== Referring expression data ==
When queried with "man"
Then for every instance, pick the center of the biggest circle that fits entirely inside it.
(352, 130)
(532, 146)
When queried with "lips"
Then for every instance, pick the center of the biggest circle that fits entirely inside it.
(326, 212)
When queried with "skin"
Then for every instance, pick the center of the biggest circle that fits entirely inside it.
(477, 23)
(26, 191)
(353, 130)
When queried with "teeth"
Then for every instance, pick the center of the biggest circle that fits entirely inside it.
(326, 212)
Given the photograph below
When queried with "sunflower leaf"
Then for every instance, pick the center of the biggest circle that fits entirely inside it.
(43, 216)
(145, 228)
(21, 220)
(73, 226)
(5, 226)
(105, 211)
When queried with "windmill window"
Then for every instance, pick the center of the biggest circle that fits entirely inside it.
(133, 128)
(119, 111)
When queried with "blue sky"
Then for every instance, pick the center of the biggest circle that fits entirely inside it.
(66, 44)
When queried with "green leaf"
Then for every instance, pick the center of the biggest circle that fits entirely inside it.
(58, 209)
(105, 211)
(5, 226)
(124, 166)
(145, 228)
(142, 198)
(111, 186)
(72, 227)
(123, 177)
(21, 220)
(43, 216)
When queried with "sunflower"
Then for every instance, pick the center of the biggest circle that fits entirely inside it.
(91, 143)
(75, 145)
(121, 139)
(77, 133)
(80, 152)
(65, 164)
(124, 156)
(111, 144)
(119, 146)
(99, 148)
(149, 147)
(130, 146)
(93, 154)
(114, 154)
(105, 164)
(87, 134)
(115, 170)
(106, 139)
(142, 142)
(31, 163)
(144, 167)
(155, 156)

== What is being asked ==
The answer must be a verbatim transcription of all the entries.

== Result below ==
When queried with "man"
Then for every instance, pick the center of the biggest circle that fits entirely inside it.
(352, 130)
(532, 146)
When queried with "lips"
Then for every instance, pick the center of the biggest circle that fits entirely inside it.
(326, 212)
When queried with "skin"
Then for every instance, pick the center of the biggest circle that fits entirely inside it.
(477, 23)
(26, 191)
(353, 130)
When queried with "teeth"
Then for every instance, pick the center of the biggest circle that fits entirely inside it.
(326, 212)
Given the photograph below
When queried with "sunflower leaf"
Then for every instance, pick the center of the biggest circle that fits entirely inside it.
(43, 216)
(145, 228)
(21, 220)
(73, 226)
(5, 226)
(105, 211)
When queried with "windmill window"
Then for every instance, pick the center of the biggest circle that fits entirely inside it.
(133, 128)
(119, 111)
When queried with "blue sky"
Then for every instance, pick the center of the biggest circle that fits entirely inside it.
(66, 44)
When queried with "green leaf"
Then for every instance, pick the center of the biggest circle that fits entirely inside it.
(58, 209)
(105, 211)
(5, 226)
(124, 166)
(145, 228)
(142, 198)
(111, 186)
(72, 227)
(123, 177)
(21, 220)
(43, 216)
When queried with "sunflower"
Then for every instance, pick the center of the biggest circle that fits entirely inside it.
(91, 143)
(75, 145)
(121, 139)
(77, 133)
(80, 152)
(65, 164)
(124, 156)
(111, 144)
(119, 146)
(99, 148)
(149, 147)
(130, 146)
(93, 154)
(114, 154)
(105, 164)
(87, 134)
(115, 170)
(106, 139)
(142, 142)
(31, 163)
(144, 167)
(155, 156)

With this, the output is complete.